# DATA SECTION
******************************

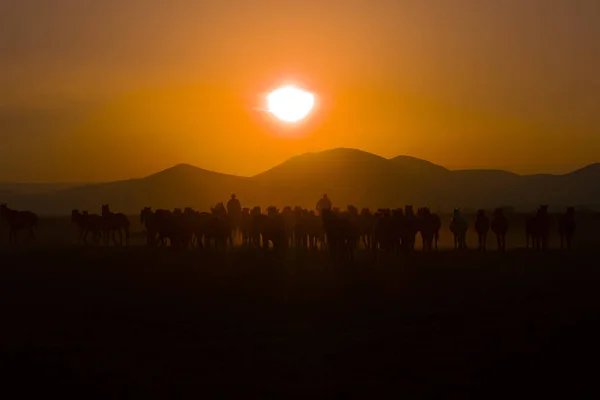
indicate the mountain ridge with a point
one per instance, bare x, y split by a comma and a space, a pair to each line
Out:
349, 176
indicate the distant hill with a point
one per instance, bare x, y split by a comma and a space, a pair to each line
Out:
348, 176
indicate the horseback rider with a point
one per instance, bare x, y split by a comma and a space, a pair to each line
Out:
323, 203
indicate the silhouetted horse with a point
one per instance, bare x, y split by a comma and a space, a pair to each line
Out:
365, 227
245, 226
113, 223
409, 228
18, 220
458, 227
500, 228
566, 228
218, 227
537, 228
300, 228
341, 235
482, 227
234, 214
87, 223
288, 218
428, 227
148, 218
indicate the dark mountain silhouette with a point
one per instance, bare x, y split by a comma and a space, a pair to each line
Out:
348, 176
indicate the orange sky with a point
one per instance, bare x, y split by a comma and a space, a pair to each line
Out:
104, 91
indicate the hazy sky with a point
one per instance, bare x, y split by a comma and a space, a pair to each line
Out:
95, 90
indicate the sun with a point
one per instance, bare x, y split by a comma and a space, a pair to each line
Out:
290, 104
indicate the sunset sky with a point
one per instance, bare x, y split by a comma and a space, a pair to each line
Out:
106, 90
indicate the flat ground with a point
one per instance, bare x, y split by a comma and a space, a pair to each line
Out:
118, 321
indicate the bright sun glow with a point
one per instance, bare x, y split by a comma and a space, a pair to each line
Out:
290, 104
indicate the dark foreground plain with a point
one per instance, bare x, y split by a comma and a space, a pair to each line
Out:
119, 322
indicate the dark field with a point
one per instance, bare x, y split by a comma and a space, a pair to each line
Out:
53, 231
155, 322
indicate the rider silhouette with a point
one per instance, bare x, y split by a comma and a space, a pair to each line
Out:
233, 205
323, 203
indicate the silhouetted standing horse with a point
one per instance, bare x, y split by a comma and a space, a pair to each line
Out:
500, 228
18, 220
148, 218
114, 222
87, 223
458, 227
427, 227
482, 227
566, 228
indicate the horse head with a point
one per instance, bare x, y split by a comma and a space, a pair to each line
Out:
75, 215
352, 210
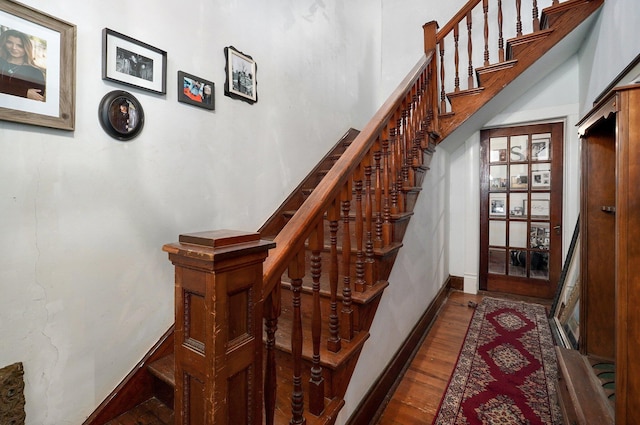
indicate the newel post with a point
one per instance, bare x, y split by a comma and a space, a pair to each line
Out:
218, 327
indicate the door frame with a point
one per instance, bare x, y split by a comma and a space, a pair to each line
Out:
515, 284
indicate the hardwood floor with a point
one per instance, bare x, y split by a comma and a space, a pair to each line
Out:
417, 396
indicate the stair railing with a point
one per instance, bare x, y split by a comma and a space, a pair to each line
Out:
347, 218
479, 15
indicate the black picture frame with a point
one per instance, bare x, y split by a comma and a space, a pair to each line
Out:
133, 63
240, 70
564, 311
116, 125
53, 43
196, 91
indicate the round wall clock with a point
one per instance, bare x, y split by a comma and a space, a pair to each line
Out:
121, 115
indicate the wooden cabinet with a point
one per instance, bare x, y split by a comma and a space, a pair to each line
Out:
610, 249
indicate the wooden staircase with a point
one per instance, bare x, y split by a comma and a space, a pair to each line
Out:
349, 217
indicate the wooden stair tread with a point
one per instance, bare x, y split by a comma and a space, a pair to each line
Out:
328, 416
365, 297
578, 384
150, 412
328, 359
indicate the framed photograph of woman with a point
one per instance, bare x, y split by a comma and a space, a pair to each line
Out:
121, 115
37, 67
133, 63
241, 76
195, 91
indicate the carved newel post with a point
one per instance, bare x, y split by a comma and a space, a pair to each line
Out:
218, 327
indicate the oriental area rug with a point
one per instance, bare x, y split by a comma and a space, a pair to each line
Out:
506, 370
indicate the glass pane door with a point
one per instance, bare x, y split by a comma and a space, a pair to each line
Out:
521, 209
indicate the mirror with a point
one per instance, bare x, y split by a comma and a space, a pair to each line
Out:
564, 315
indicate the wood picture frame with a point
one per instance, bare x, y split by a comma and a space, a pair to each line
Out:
121, 115
196, 91
240, 71
133, 63
41, 89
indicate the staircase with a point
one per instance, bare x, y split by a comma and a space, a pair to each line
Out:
338, 233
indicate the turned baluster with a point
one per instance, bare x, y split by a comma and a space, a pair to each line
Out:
333, 343
500, 37
518, 18
536, 19
369, 260
360, 283
346, 316
296, 273
316, 381
411, 155
443, 102
456, 58
377, 243
392, 167
470, 82
271, 313
386, 185
485, 10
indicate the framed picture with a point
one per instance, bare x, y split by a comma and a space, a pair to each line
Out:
540, 179
121, 115
133, 63
241, 76
540, 150
37, 79
195, 91
519, 182
564, 314
497, 207
540, 208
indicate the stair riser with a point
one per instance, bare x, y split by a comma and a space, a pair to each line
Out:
362, 312
336, 381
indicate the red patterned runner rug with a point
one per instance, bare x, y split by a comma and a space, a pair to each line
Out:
506, 370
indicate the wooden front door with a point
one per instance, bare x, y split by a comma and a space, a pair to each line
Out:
521, 209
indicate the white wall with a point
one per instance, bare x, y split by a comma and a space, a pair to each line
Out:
86, 289
608, 49
554, 99
417, 276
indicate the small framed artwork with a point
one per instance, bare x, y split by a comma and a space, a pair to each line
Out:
540, 179
121, 115
195, 91
133, 63
241, 76
519, 182
540, 150
37, 67
540, 208
498, 204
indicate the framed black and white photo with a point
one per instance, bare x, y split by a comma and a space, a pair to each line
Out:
196, 91
540, 149
37, 67
540, 208
241, 76
121, 115
540, 179
133, 63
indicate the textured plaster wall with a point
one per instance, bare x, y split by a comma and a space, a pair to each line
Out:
85, 288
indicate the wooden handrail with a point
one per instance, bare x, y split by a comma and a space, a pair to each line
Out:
292, 237
457, 18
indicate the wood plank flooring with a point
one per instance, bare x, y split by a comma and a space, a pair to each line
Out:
417, 397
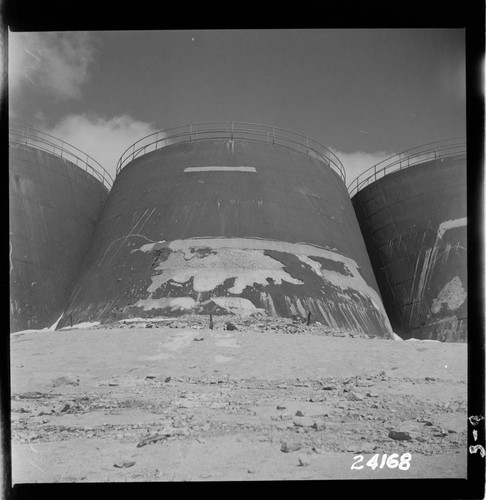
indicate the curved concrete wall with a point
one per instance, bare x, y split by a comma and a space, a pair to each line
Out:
415, 227
54, 207
229, 226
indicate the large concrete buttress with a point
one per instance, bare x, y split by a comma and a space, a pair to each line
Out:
414, 222
229, 225
54, 205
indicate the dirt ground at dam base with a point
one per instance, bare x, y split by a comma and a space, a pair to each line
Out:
169, 399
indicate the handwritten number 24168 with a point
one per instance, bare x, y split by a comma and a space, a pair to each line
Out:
391, 461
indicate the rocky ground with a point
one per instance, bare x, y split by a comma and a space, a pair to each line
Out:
254, 398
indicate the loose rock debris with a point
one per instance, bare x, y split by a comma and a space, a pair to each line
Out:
311, 414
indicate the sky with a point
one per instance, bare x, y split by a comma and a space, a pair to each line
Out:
364, 93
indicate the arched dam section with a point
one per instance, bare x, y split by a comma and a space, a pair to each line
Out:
229, 218
56, 194
413, 216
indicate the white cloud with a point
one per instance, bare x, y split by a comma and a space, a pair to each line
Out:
357, 162
56, 62
104, 139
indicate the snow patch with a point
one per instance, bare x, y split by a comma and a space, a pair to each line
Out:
237, 305
452, 296
165, 302
86, 324
450, 224
220, 169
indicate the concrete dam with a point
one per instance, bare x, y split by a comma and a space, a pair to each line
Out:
56, 194
242, 218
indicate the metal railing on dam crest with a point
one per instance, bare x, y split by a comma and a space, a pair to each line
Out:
420, 154
20, 135
231, 130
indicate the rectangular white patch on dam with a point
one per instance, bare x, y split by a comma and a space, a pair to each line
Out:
220, 169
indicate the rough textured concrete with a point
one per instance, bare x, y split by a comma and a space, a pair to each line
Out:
54, 207
415, 227
274, 230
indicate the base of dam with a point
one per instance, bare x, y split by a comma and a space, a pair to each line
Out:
242, 276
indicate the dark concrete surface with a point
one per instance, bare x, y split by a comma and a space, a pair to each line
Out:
53, 209
286, 198
414, 225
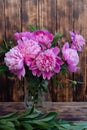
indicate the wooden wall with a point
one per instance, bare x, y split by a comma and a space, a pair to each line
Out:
55, 15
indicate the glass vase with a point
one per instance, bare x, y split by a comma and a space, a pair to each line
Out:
37, 97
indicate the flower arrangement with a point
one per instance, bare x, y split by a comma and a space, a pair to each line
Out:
38, 57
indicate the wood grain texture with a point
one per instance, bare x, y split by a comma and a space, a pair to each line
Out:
47, 14
64, 24
75, 111
29, 13
56, 16
12, 17
12, 25
80, 20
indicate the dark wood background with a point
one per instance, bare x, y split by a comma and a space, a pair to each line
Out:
55, 15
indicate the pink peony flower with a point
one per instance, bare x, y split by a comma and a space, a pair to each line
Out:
14, 61
43, 37
18, 36
29, 49
47, 63
77, 41
71, 57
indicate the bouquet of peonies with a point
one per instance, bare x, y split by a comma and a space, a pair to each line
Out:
37, 54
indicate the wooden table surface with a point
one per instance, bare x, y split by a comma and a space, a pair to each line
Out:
70, 111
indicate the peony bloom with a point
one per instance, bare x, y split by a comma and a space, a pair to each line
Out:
18, 36
77, 41
43, 37
29, 49
47, 63
71, 57
14, 61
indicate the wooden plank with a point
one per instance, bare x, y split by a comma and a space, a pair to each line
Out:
13, 24
12, 17
64, 25
29, 13
47, 20
73, 111
47, 15
80, 22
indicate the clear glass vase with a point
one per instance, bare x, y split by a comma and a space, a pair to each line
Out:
35, 96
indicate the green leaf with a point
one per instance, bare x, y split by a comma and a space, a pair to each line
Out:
40, 124
56, 38
27, 126
30, 111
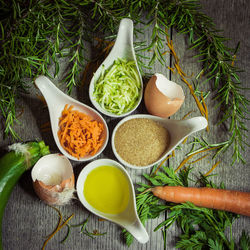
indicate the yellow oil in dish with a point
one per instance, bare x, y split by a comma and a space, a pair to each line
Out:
106, 188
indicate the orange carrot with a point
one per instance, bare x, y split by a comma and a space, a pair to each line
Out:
228, 200
78, 134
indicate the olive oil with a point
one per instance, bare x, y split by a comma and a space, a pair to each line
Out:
106, 189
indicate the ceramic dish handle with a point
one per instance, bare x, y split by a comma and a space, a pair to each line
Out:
138, 231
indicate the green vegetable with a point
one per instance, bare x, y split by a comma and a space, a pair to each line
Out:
118, 88
12, 165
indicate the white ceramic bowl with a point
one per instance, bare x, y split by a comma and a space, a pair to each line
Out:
178, 130
128, 219
56, 101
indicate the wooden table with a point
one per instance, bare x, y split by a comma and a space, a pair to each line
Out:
27, 220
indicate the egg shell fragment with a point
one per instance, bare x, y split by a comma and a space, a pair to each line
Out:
53, 179
162, 97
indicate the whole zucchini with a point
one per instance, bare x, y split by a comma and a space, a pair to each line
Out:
12, 165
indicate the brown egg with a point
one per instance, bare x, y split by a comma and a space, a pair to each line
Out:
163, 97
53, 179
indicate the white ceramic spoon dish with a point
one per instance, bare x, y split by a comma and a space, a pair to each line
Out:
123, 48
56, 100
128, 219
178, 130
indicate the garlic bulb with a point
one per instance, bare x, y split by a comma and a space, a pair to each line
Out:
53, 179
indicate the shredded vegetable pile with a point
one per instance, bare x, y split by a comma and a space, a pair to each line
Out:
118, 88
78, 134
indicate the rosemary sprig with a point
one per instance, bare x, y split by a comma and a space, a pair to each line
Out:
201, 228
36, 35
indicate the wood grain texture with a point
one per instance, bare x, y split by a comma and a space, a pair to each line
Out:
27, 221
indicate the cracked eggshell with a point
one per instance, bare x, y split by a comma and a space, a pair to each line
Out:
53, 179
163, 97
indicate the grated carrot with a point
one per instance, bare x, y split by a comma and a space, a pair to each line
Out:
78, 134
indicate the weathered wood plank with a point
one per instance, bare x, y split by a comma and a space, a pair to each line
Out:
27, 221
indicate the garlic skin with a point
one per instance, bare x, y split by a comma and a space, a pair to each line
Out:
53, 179
162, 97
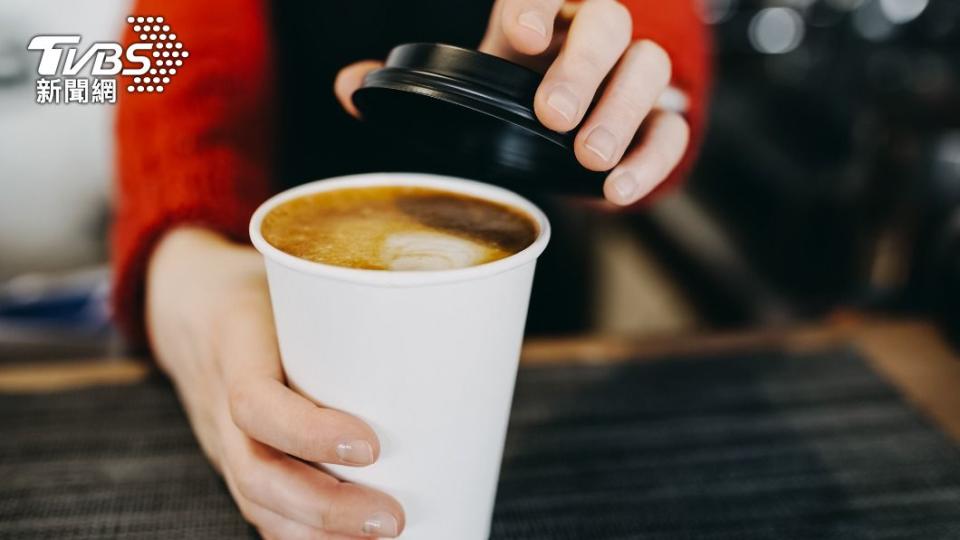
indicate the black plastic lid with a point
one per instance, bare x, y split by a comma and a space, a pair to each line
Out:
471, 114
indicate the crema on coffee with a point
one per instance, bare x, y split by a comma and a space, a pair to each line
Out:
397, 228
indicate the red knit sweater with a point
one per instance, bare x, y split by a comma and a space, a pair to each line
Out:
199, 153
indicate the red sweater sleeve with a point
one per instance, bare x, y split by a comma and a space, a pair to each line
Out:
676, 26
200, 152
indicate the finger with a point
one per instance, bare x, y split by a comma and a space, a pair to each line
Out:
599, 35
267, 410
273, 526
271, 413
308, 496
349, 79
640, 78
520, 26
659, 150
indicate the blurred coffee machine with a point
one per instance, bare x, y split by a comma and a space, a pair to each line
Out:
832, 161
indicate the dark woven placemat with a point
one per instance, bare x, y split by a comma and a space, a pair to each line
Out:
764, 445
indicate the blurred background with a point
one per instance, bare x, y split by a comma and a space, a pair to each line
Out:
830, 179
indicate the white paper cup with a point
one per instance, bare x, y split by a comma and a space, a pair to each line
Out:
427, 358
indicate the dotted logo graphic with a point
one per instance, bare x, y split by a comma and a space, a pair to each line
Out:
166, 59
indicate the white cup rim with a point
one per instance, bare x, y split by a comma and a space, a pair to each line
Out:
406, 278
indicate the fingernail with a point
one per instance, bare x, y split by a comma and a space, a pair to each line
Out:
532, 20
625, 186
602, 142
355, 452
381, 524
565, 102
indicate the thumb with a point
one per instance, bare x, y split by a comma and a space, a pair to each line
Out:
349, 79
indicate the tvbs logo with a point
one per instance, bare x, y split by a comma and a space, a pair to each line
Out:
152, 61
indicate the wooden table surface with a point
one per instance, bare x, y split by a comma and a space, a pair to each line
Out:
911, 354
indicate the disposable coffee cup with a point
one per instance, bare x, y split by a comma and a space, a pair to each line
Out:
427, 358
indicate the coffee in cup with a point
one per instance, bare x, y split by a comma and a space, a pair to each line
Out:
398, 228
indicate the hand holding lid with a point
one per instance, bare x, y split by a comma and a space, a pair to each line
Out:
587, 125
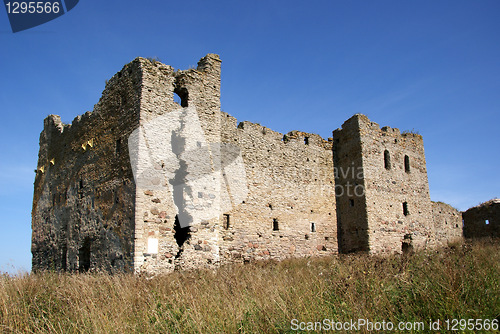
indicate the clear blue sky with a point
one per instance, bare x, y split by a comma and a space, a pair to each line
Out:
431, 66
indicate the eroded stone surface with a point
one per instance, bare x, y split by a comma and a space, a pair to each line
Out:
145, 184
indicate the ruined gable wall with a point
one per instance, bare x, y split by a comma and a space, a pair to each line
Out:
83, 205
388, 188
290, 181
447, 224
475, 220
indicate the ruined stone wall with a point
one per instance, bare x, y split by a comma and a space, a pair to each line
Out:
482, 220
83, 205
447, 224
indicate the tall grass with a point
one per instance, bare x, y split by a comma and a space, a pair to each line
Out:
459, 282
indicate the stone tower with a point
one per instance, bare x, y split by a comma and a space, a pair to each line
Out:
389, 206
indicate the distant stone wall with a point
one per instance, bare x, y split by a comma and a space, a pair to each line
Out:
447, 224
483, 220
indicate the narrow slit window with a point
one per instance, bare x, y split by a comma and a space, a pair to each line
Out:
276, 226
181, 96
407, 164
405, 209
118, 148
84, 256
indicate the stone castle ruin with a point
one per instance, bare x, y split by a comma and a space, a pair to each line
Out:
146, 184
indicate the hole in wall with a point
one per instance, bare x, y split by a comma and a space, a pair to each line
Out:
84, 255
181, 96
181, 235
276, 225
407, 164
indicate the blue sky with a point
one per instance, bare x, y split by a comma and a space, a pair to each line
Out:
428, 66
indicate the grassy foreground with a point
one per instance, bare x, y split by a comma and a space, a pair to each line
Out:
454, 283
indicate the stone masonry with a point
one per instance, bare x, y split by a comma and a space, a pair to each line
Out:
146, 184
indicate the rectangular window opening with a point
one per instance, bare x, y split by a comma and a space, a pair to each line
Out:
226, 222
405, 209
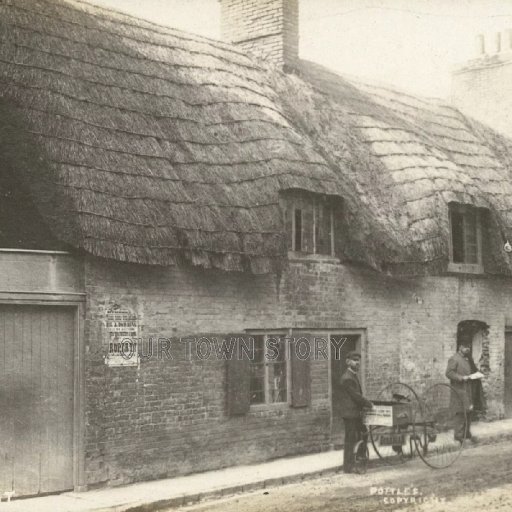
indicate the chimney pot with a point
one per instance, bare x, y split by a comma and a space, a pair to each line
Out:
480, 44
267, 28
497, 42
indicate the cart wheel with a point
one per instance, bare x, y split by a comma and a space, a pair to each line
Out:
361, 456
395, 444
436, 442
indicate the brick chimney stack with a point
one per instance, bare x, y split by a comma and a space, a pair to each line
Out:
269, 29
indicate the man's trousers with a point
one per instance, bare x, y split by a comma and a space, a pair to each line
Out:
354, 429
459, 432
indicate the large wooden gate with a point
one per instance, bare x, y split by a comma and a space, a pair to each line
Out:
36, 398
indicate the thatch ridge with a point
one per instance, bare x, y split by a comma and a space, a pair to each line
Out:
427, 153
165, 148
168, 148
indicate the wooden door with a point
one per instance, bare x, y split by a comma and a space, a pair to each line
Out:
347, 343
508, 374
36, 398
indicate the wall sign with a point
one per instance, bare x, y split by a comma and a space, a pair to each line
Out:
122, 326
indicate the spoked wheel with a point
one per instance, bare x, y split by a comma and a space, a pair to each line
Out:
392, 435
440, 432
361, 456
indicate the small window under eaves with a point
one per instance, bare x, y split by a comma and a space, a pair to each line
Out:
466, 239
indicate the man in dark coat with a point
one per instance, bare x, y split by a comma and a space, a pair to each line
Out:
458, 371
352, 404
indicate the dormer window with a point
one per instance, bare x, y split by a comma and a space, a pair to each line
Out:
310, 223
466, 239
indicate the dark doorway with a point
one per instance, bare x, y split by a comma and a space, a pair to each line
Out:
475, 334
345, 343
508, 374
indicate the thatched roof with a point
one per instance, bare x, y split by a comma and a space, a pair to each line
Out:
146, 144
401, 160
160, 146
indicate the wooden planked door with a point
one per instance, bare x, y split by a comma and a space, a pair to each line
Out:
508, 374
36, 398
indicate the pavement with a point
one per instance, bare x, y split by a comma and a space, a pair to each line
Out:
179, 491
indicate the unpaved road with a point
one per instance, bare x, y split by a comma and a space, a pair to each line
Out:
480, 480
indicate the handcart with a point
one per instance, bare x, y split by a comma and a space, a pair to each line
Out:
403, 424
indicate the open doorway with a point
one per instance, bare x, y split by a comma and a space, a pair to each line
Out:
475, 334
341, 345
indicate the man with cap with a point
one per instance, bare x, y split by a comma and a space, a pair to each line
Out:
352, 404
461, 401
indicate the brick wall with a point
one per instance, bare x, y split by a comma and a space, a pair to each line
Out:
168, 417
269, 29
483, 89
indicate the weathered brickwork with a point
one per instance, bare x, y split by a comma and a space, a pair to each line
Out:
268, 29
168, 416
483, 89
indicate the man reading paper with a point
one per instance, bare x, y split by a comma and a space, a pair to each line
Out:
459, 372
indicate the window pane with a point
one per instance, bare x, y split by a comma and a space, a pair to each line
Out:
457, 237
323, 228
257, 372
277, 370
297, 234
470, 237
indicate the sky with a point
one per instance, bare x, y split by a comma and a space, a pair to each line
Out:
411, 44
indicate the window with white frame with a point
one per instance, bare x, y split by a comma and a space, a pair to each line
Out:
269, 370
466, 238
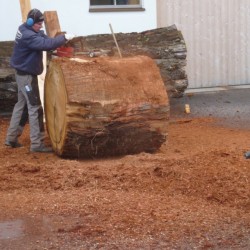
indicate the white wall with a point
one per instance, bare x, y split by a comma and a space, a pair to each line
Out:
74, 17
217, 34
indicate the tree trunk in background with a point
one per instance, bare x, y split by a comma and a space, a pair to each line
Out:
165, 45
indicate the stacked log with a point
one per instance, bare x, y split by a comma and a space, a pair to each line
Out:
99, 107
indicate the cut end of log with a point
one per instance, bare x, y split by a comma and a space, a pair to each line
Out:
105, 106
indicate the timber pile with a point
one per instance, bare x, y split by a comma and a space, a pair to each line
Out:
97, 107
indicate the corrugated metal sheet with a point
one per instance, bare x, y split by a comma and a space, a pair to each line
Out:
217, 34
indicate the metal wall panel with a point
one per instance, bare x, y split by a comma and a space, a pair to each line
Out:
217, 34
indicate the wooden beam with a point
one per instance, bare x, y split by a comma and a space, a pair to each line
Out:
25, 8
52, 24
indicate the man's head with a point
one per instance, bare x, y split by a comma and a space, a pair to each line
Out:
35, 19
34, 16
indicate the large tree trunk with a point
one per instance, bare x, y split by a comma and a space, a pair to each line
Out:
165, 45
105, 106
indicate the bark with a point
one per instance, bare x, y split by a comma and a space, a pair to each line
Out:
165, 45
105, 106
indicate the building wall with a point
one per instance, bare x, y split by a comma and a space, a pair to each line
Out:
74, 17
217, 35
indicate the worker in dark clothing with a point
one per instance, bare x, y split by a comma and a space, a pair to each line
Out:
30, 42
24, 119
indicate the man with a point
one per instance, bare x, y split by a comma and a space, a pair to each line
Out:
30, 42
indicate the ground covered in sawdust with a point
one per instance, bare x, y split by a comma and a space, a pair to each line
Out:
193, 194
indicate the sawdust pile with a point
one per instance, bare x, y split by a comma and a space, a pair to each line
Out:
193, 193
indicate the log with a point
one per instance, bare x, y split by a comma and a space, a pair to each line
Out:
100, 107
165, 45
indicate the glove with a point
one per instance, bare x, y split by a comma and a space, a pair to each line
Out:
69, 36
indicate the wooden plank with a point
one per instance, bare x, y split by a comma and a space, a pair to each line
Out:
52, 24
25, 8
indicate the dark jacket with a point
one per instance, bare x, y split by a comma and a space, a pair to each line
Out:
28, 50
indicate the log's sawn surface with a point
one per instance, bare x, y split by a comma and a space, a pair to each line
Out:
99, 107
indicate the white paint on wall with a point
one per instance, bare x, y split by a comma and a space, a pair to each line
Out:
217, 37
74, 17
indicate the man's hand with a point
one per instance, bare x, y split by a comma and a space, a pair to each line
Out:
69, 36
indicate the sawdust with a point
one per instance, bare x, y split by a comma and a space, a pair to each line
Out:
193, 193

******************************

# WORK TO COMPLETE
Your output consists solely of the lines from the one with "indicate the building wall with a point" through the last line, copied exactly.

# TASK OUTPUT
indicate the building wall with a point
one per instance, bare x, y split by a comma and a space, a pair to each line
Out:
74, 17
217, 35
indicate the worker in dark clothing with a point
one per instance, bare x, y split by a comma and a space, a pair to each line
Out:
30, 42
24, 119
indicate the man with a point
one per instance, bare x, y split by a comma and a space, a pair to each line
Out:
30, 42
indicate the ground covered in sawdust with a point
one per instance, bare x, y split by a comma and a space, a pair to each line
Out:
193, 194
indicate the sawdust pile with a point
one per instance, bare x, y split by a comma and a space, a pair to each line
Out:
193, 193
indicate the log with a point
one per instance, bare x, y split by a comma and a space, a pair to each line
Out:
100, 107
165, 45
indicate the glove with a point
one per instance, bare x, y split by a comma and a space, a pair to each line
Out:
69, 36
indicate the wooden plank with a point
one per instance, bare x, y split by a comma and a space, a pair to each line
Out:
52, 24
25, 8
indicate the dark jacket with a point
one per instance, bare x, y split by a comma and a space, a pair to each line
Out:
28, 50
indicate the log's sawn surface with a point
one per instance, bare x, y split by a comma and a space, a pair to each line
Out:
99, 107
indicate the white paint on wall with a point
one per instance, bare x, y split by a comma and a space, a pair to each line
Out:
217, 37
74, 17
indicate the man's hand with a point
one per instance, bare x, y split by a comma and a space, a pair to each line
Out:
69, 36
indicate the sawdust with a point
one per instance, bare x, y split by a comma and a space, a pair to each line
Out:
193, 193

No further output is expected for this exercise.